=== Wat te doen ===
Geef aan in hoeveel regels van de onderstaande gegevens de tekenreeks "wheelchair" voorkomt, en geef alleen dat getal. Hoofdletters en kleine letters tellen als verschillend.

········

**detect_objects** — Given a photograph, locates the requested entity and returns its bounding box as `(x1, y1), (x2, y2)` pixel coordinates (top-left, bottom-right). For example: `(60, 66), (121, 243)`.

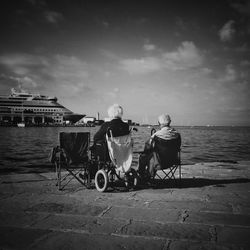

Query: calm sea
(0, 127), (250, 172)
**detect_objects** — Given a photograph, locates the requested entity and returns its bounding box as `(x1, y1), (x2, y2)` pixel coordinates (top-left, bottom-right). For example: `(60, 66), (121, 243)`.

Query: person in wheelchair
(138, 114), (181, 179)
(91, 104), (130, 161)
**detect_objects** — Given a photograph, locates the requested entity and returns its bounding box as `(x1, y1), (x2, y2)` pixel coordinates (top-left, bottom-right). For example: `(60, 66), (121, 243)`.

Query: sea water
(0, 127), (250, 172)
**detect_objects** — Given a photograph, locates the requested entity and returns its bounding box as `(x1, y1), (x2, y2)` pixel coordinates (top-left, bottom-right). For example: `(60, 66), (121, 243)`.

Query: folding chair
(95, 130), (137, 192)
(150, 136), (181, 180)
(55, 132), (90, 190)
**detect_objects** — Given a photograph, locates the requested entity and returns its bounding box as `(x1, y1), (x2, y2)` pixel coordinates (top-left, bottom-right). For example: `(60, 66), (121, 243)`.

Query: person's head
(108, 104), (123, 119)
(158, 114), (171, 126)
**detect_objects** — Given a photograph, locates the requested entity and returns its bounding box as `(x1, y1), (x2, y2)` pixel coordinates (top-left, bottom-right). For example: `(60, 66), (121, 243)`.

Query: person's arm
(93, 123), (108, 143)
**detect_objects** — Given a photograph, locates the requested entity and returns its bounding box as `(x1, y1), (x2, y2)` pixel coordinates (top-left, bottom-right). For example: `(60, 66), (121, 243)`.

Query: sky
(0, 0), (250, 126)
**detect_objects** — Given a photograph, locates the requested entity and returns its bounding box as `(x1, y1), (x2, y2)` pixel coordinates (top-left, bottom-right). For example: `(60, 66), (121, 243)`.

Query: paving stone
(185, 211), (250, 229)
(29, 232), (168, 250)
(0, 227), (51, 250)
(104, 207), (180, 222)
(32, 214), (128, 234)
(216, 226), (250, 246)
(120, 221), (211, 241)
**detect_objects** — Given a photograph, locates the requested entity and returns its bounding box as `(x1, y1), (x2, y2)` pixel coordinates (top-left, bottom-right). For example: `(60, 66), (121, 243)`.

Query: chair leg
(57, 159), (62, 190)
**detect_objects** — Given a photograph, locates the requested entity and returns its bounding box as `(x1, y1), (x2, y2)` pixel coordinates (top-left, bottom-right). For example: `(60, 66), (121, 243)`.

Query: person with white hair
(138, 114), (181, 181)
(94, 104), (130, 159)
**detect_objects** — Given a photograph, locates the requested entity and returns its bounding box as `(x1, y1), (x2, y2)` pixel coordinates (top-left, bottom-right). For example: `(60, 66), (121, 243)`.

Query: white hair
(158, 114), (171, 126)
(108, 104), (123, 119)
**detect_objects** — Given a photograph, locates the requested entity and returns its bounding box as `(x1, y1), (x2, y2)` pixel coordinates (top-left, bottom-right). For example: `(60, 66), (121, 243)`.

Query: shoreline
(0, 161), (250, 250)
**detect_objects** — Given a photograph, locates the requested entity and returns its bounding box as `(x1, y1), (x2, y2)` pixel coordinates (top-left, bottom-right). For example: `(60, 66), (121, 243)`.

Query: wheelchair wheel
(95, 169), (108, 192)
(125, 169), (138, 189)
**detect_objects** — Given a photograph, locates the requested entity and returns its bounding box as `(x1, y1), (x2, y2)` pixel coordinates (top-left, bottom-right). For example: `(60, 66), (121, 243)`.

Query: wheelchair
(91, 128), (138, 192)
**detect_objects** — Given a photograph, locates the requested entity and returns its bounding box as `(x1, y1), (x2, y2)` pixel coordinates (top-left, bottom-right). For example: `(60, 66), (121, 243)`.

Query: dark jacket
(94, 118), (130, 143)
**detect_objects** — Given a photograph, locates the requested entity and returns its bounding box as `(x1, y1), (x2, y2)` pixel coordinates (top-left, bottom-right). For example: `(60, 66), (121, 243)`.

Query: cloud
(120, 57), (162, 74)
(219, 20), (235, 42)
(44, 10), (63, 24)
(120, 41), (203, 74)
(163, 41), (203, 70)
(230, 0), (250, 16)
(0, 54), (91, 96)
(219, 64), (238, 82)
(143, 44), (156, 51)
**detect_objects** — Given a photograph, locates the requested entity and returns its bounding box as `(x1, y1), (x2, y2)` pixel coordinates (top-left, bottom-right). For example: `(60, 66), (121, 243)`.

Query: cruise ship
(0, 88), (85, 124)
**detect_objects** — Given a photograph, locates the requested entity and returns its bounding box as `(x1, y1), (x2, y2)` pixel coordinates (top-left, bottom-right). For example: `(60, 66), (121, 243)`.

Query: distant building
(78, 116), (96, 124)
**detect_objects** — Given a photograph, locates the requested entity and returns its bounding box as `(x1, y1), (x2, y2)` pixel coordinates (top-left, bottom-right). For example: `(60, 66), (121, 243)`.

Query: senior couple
(94, 104), (181, 180)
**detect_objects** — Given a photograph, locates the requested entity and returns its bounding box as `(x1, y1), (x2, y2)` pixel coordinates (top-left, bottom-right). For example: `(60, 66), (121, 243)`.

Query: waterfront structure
(0, 88), (85, 124)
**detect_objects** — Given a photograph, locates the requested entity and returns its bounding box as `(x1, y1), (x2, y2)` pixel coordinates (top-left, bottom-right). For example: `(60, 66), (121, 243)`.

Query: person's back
(94, 118), (129, 143)
(138, 114), (181, 180)
(93, 104), (130, 158)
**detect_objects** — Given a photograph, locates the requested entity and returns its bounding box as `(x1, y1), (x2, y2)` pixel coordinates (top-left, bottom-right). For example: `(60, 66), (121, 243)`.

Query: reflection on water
(0, 127), (250, 171)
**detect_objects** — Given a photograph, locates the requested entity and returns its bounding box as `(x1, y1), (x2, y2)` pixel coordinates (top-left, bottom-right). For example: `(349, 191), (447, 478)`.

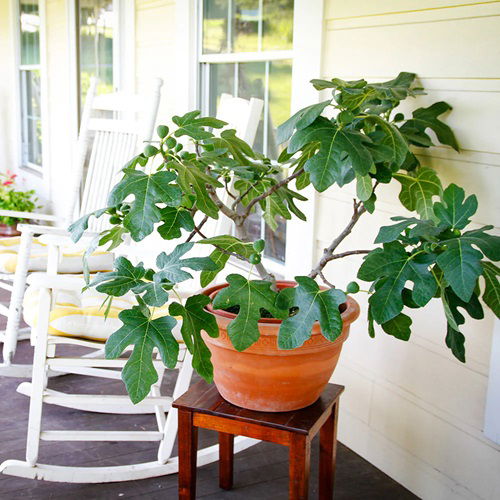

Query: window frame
(11, 0), (50, 179)
(188, 0), (324, 279)
(196, 0), (297, 276)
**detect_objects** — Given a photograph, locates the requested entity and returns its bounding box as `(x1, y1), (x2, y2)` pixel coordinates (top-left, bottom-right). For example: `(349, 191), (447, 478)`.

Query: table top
(172, 380), (344, 434)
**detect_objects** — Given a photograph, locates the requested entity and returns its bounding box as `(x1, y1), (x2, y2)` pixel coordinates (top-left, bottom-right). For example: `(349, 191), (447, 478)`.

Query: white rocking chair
(0, 270), (258, 483)
(0, 93), (262, 483)
(0, 78), (163, 378)
(10, 94), (263, 414)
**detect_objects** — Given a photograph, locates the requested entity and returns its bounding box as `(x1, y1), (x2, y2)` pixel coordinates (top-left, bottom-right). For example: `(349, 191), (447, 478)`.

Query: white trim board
(285, 0), (324, 278)
(484, 319), (500, 444)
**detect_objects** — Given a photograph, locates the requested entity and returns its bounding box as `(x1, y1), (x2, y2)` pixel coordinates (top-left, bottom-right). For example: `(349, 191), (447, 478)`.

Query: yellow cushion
(23, 278), (181, 342)
(0, 237), (114, 274)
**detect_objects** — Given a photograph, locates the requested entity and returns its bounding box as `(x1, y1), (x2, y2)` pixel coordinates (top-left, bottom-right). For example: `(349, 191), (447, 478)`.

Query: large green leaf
(158, 207), (194, 240)
(365, 115), (408, 167)
(169, 295), (219, 383)
(401, 101), (459, 151)
(441, 287), (484, 363)
(356, 175), (373, 201)
(276, 99), (331, 144)
(196, 234), (255, 258)
(445, 324), (465, 363)
(375, 216), (441, 243)
(358, 241), (437, 324)
(200, 248), (230, 288)
(394, 168), (442, 220)
(108, 170), (182, 241)
(207, 129), (255, 165)
(460, 226), (500, 261)
(106, 306), (179, 404)
(434, 184), (477, 229)
(88, 257), (146, 297)
(213, 274), (288, 351)
(382, 313), (412, 340)
(278, 276), (347, 349)
(481, 261), (500, 318)
(132, 276), (168, 307)
(176, 163), (222, 219)
(197, 234), (255, 287)
(172, 111), (227, 141)
(155, 243), (217, 283)
(436, 238), (483, 302)
(288, 118), (373, 192)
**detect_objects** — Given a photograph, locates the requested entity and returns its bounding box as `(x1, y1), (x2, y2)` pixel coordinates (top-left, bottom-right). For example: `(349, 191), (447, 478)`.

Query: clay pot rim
(202, 280), (360, 325)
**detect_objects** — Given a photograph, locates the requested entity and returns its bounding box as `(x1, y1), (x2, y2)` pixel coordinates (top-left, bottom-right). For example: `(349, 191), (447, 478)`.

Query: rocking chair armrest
(0, 210), (61, 222)
(17, 224), (99, 238)
(38, 231), (99, 251)
(27, 272), (85, 292)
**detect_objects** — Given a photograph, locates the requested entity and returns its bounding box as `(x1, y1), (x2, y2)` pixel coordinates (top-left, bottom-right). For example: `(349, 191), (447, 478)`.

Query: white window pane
(264, 217), (286, 262)
(238, 62), (266, 153)
(262, 0), (293, 50)
(21, 70), (42, 165)
(19, 0), (40, 64)
(208, 63), (235, 116)
(79, 0), (114, 104)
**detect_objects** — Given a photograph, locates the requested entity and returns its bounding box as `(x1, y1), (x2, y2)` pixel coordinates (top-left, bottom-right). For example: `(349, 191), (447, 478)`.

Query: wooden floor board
(0, 308), (416, 500)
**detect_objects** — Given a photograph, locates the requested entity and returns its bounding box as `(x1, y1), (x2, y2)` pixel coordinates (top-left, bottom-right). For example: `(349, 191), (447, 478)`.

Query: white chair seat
(23, 273), (178, 342)
(0, 237), (114, 274)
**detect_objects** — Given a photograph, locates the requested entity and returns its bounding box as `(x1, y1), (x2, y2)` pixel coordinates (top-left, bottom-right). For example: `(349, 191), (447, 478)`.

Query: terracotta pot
(203, 281), (359, 412)
(0, 224), (21, 236)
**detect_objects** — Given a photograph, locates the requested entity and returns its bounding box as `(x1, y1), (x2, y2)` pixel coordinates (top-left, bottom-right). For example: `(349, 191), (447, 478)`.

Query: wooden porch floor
(0, 325), (417, 500)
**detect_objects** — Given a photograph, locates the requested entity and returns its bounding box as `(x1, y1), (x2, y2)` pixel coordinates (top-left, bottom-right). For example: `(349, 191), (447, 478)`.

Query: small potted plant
(0, 170), (37, 236)
(70, 73), (500, 411)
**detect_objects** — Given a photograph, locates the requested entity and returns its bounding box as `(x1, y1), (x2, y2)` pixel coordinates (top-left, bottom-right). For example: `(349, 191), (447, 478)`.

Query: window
(77, 0), (117, 106)
(19, 0), (43, 170)
(199, 0), (294, 263)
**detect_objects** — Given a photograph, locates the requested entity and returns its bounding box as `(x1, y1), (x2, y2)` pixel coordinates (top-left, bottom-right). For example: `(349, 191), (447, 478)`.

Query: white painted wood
(0, 210), (60, 222)
(323, 11), (500, 78)
(40, 430), (163, 441)
(0, 79), (163, 376)
(325, 0), (492, 19)
(0, 274), (256, 482)
(318, 0), (500, 500)
(0, 436), (258, 483)
(26, 289), (51, 466)
(16, 382), (172, 415)
(484, 319), (500, 445)
(284, 0), (324, 279)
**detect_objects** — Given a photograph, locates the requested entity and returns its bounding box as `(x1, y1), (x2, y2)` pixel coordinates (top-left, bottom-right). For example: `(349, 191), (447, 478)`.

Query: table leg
(288, 434), (311, 500)
(178, 410), (198, 500)
(219, 432), (234, 490)
(319, 401), (339, 500)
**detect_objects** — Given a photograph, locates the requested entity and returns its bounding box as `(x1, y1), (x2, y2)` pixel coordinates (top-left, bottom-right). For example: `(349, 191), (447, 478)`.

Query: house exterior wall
(320, 0), (500, 499)
(0, 0), (500, 500)
(0, 2), (17, 178)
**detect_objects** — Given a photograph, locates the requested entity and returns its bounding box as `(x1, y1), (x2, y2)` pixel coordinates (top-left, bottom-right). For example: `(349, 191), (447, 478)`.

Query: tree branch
(207, 184), (242, 224)
(309, 200), (367, 279)
(231, 179), (262, 210)
(242, 167), (304, 219)
(186, 215), (208, 243)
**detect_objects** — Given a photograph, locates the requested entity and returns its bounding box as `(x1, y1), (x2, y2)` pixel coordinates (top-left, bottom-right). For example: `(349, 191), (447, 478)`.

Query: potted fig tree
(70, 73), (500, 411)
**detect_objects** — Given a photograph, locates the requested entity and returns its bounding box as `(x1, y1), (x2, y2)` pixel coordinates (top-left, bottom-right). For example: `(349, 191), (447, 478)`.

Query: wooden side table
(172, 381), (344, 500)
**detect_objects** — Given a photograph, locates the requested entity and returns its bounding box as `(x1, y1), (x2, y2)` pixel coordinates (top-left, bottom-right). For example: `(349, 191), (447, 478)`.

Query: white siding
(316, 0), (500, 499)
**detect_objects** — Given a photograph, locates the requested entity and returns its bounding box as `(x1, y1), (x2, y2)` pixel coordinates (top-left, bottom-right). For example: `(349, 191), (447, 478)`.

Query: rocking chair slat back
(77, 79), (162, 231)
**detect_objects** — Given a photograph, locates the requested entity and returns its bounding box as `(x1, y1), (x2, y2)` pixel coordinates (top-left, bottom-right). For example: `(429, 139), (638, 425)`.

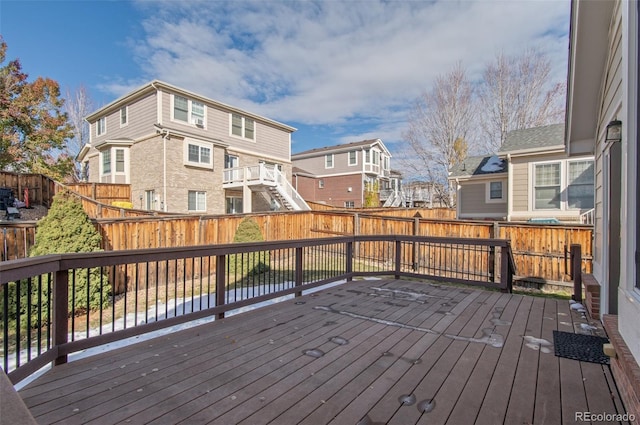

········

=== Antwoord ===
3